### EXERCISE:
Reproduce every line of the listing below, requests included, and add 119 to each number in the answer coordinates. Leave the numbers in the requests and their format samples unchanged.

-- Start of DATASET ENTRIES --

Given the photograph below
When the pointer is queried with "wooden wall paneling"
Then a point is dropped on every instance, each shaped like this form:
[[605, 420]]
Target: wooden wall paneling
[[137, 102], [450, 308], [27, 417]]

-- End of DATASET ENTRIES --

### FINISHED TASK:
Given the photograph below
When the pointer is queried with "wooden wall paneling"
Then a point is dropped on every instance, each shaped like this form:
[[605, 420]]
Target: wooden wall paneling
[[256, 221], [569, 427], [146, 536]]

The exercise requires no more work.